EXCERPTED RECORDS START
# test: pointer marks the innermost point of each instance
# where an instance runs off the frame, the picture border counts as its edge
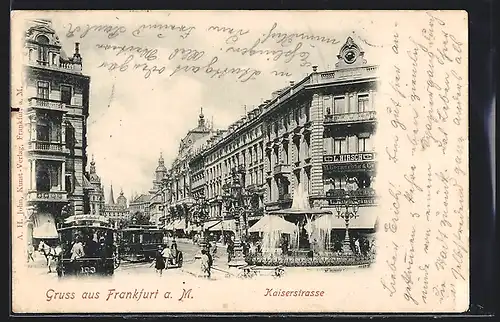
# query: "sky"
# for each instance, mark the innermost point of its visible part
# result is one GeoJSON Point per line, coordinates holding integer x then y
{"type": "Point", "coordinates": [133, 118]}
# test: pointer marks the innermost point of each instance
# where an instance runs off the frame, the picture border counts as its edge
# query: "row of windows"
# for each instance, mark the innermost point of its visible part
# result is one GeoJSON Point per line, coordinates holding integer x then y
{"type": "Point", "coordinates": [43, 92]}
{"type": "Point", "coordinates": [342, 105]}
{"type": "Point", "coordinates": [251, 155]}
{"type": "Point", "coordinates": [350, 144]}
{"type": "Point", "coordinates": [293, 118]}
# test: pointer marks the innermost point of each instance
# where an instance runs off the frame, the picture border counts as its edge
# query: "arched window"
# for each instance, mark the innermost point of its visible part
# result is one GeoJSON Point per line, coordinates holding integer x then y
{"type": "Point", "coordinates": [45, 175]}
{"type": "Point", "coordinates": [43, 129]}
{"type": "Point", "coordinates": [43, 49]}
{"type": "Point", "coordinates": [70, 136]}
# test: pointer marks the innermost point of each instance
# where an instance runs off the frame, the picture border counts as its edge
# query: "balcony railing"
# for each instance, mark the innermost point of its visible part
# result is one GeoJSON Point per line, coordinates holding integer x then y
{"type": "Point", "coordinates": [358, 193]}
{"type": "Point", "coordinates": [348, 73]}
{"type": "Point", "coordinates": [282, 169]}
{"type": "Point", "coordinates": [45, 146]}
{"type": "Point", "coordinates": [44, 103]}
{"type": "Point", "coordinates": [351, 117]}
{"type": "Point", "coordinates": [349, 157]}
{"type": "Point", "coordinates": [51, 196]}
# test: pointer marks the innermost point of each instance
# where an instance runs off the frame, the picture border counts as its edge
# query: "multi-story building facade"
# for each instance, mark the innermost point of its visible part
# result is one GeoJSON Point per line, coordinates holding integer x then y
{"type": "Point", "coordinates": [140, 204]}
{"type": "Point", "coordinates": [56, 121]}
{"type": "Point", "coordinates": [96, 193]}
{"type": "Point", "coordinates": [156, 194]}
{"type": "Point", "coordinates": [242, 147]}
{"type": "Point", "coordinates": [179, 195]}
{"type": "Point", "coordinates": [319, 134]}
{"type": "Point", "coordinates": [117, 212]}
{"type": "Point", "coordinates": [316, 134]}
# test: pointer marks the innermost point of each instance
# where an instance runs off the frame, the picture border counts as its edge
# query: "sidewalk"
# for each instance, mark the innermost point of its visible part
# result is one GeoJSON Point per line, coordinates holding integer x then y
{"type": "Point", "coordinates": [189, 241]}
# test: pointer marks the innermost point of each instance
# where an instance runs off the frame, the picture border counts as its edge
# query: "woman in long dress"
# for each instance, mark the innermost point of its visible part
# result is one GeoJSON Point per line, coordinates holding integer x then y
{"type": "Point", "coordinates": [159, 261]}
{"type": "Point", "coordinates": [205, 267]}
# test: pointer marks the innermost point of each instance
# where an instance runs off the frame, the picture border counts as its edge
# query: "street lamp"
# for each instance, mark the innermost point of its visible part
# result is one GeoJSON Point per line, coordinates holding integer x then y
{"type": "Point", "coordinates": [200, 215]}
{"type": "Point", "coordinates": [220, 200]}
{"type": "Point", "coordinates": [347, 209]}
{"type": "Point", "coordinates": [234, 200]}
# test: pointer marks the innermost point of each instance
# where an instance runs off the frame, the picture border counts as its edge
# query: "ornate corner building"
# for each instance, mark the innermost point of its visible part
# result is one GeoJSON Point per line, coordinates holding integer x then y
{"type": "Point", "coordinates": [56, 121]}
{"type": "Point", "coordinates": [317, 133]}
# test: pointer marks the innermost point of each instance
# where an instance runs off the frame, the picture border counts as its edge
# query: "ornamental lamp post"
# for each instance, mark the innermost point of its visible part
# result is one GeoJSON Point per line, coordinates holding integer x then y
{"type": "Point", "coordinates": [235, 203]}
{"type": "Point", "coordinates": [347, 209]}
{"type": "Point", "coordinates": [220, 200]}
{"type": "Point", "coordinates": [200, 215]}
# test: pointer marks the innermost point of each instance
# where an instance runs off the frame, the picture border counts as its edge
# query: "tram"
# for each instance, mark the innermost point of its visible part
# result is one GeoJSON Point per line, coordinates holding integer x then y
{"type": "Point", "coordinates": [97, 253]}
{"type": "Point", "coordinates": [140, 242]}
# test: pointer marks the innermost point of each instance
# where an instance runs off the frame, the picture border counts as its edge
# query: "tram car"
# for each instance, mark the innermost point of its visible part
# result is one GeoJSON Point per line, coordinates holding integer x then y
{"type": "Point", "coordinates": [88, 247]}
{"type": "Point", "coordinates": [139, 243]}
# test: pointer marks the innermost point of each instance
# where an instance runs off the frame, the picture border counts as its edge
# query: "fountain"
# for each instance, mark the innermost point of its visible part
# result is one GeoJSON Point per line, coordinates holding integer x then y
{"type": "Point", "coordinates": [300, 236]}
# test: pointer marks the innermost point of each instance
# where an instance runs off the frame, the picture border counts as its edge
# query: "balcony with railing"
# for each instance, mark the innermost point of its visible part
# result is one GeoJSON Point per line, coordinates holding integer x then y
{"type": "Point", "coordinates": [348, 74]}
{"type": "Point", "coordinates": [365, 196]}
{"type": "Point", "coordinates": [47, 196]}
{"type": "Point", "coordinates": [282, 169]}
{"type": "Point", "coordinates": [358, 161]}
{"type": "Point", "coordinates": [42, 146]}
{"type": "Point", "coordinates": [355, 117]}
{"type": "Point", "coordinates": [47, 104]}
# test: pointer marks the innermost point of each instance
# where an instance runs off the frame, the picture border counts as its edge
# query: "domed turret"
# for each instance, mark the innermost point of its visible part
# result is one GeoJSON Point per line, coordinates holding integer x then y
{"type": "Point", "coordinates": [201, 119]}
{"type": "Point", "coordinates": [93, 177]}
{"type": "Point", "coordinates": [161, 164]}
{"type": "Point", "coordinates": [121, 201]}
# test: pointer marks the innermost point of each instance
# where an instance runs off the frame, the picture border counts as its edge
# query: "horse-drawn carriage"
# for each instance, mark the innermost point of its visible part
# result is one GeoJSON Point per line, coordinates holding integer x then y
{"type": "Point", "coordinates": [88, 246]}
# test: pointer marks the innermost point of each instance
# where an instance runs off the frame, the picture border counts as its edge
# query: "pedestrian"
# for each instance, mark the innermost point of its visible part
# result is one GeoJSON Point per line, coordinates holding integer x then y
{"type": "Point", "coordinates": [58, 255]}
{"type": "Point", "coordinates": [31, 251]}
{"type": "Point", "coordinates": [167, 256]}
{"type": "Point", "coordinates": [210, 260]}
{"type": "Point", "coordinates": [173, 253]}
{"type": "Point", "coordinates": [159, 261]}
{"type": "Point", "coordinates": [230, 250]}
{"type": "Point", "coordinates": [205, 267]}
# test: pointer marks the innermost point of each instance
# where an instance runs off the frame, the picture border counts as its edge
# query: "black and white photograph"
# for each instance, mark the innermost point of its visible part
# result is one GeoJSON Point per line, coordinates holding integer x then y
{"type": "Point", "coordinates": [239, 161]}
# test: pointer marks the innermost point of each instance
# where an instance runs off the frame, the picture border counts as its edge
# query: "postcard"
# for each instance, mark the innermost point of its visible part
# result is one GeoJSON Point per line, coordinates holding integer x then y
{"type": "Point", "coordinates": [239, 161]}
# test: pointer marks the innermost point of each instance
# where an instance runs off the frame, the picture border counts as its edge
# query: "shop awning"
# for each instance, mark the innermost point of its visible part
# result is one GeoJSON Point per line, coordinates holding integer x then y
{"type": "Point", "coordinates": [44, 226]}
{"type": "Point", "coordinates": [366, 219]}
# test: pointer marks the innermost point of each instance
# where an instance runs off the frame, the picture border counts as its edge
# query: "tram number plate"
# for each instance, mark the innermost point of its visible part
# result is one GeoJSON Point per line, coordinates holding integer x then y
{"type": "Point", "coordinates": [87, 269]}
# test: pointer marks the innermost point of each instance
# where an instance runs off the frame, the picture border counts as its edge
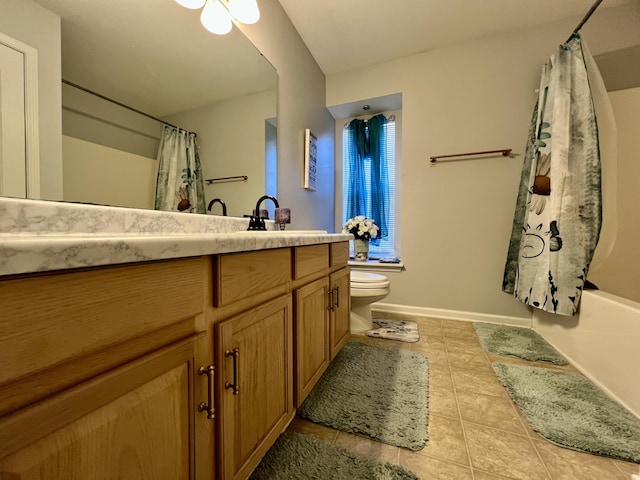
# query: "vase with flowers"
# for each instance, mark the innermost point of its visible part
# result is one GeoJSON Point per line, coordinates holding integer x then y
{"type": "Point", "coordinates": [363, 229]}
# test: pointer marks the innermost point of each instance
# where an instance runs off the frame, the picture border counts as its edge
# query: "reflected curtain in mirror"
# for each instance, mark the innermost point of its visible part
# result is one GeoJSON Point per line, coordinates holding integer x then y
{"type": "Point", "coordinates": [179, 185]}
EXCERPTED RECORDS END
• WORK ITEM: Copy every line in the records above that contains the word "tram".

• SOLUTION TO THE PROBLEM:
# query: "tram"
# query: "tram car"
# query: "tram number plate"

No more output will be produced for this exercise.